SOURCE:
Subject: Re: Windows PCL Lispbox now available
From: (Rob Warnock)
Date: Sat, 27 Aug 2005 21:59:17 -0500
Newsgroups: comp.lang.lisp
Message-ID: <>
Pascal Bourguignon  <> wrote:
| (Rob Warnock) writes:
| > May I strongly recommend that everyone always use #-(AND) instead of
| > #+(OR), and conversely use #+(AND) instead of #-(OR)?  Yes, AND is
| > one character longer to type than OR, but with the AND flavor the sense
| > of the +/- "goes the right way": plus = on/enable, minus = off/disable.
| > Much less likely to cause mistakes.
| #+(or) comes from #+NIL

Consider what will happen if NIL is on the *FEATURES* list, eh?
Those two forms will be different in that case.

| Note that it would be useless to write #-(or) or #+(and).

Why "useless"?!? Both signal the inclusion of the following form,
which you might have disabled earlier while testing some alternative.
If you use #+(and) for the one(s) that are currently enabled and
#-(and) for the one(s) that are currently disabled, then you can
turn a form "on" or "off" simply by changing a "+" to "-" or
vice-versa, e.g.:

     (defun foo ()

DATA BLOCK:

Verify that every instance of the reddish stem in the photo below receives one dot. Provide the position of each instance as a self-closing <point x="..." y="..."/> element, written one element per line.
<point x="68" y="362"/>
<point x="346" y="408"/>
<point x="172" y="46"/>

TASK DIRECTIONS:
Answer these questions about the newsgroup post on Lisp reader conditionals:
(a) To which newsgroup was the post sent?
(b) In the recommendation quoted in the post, what do plus and minus signify with the AND flavor?
(c) What single change turns a form "on" or "off" when #+(and) and #-(and) are used?
The lines are material separate from the newsgroup post.

COMPLETE OUTPUT:
(a) comp.lang.lisp
(b) Plus means on/enable, and minus means off/disable.
(c) Changing a "+" to "-" or vice versa.